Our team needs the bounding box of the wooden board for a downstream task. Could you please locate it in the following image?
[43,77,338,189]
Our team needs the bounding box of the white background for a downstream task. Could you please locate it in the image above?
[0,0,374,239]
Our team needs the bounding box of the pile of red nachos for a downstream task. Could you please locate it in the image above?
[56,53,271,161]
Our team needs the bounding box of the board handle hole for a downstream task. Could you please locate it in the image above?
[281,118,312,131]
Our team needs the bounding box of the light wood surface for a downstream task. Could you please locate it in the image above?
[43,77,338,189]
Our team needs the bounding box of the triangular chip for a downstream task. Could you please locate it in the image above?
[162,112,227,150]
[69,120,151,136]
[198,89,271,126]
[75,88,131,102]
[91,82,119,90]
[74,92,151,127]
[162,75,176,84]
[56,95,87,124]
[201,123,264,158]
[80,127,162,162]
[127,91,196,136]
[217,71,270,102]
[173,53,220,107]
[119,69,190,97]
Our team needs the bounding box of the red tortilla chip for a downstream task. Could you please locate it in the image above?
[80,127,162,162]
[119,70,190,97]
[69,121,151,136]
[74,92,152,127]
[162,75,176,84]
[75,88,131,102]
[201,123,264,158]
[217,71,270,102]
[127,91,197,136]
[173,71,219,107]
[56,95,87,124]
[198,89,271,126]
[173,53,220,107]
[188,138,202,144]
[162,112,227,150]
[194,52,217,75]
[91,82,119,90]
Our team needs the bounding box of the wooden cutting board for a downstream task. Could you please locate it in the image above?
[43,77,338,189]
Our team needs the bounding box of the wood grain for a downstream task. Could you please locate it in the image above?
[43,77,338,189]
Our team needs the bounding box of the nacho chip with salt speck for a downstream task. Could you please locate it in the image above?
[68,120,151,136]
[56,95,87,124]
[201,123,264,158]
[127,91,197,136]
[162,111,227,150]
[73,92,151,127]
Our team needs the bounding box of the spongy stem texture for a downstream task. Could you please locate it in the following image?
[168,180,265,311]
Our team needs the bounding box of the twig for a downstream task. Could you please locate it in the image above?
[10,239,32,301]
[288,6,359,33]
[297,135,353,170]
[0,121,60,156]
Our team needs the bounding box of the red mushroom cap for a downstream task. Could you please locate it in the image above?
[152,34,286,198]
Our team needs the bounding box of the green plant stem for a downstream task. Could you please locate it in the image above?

- **WHAT THE EXERCISE ASKS**: Reproduce the items from the line containing "Our team needs the bounding box of the wood grain" through the end of the items, replacing "twig" with "small branch" and leaving everything else unchanged.

- **EXERCISE ANSWER**:
Our team needs the bounding box of the wood grain for a downstream task. Could you please locate it in the image above?
[43,77,338,189]
Our team needs the bounding box of the nacho chip with salt speck for a downstream task. Could you please locate it in the image above?
[68,120,151,136]
[56,95,87,124]
[201,123,264,158]
[127,91,197,136]
[162,111,227,150]
[73,92,151,127]
Our team needs the bounding box of the spongy stem texture for a downstream task. Could you please locate it in the following image?
[168,180,265,311]
Our team needs the bounding box of the small branch for a downstream task. Could you please locate it in the image above?
[10,239,32,301]
[288,6,359,33]
[297,135,353,170]
[0,121,60,156]
Our team needs the bounding box of the red mushroom cap for a downstream task. Could you please locate it in the image above?
[152,34,286,198]
Our team needs the bounding box of the green plant stem for a downstream task. Could you please locate it in the image above?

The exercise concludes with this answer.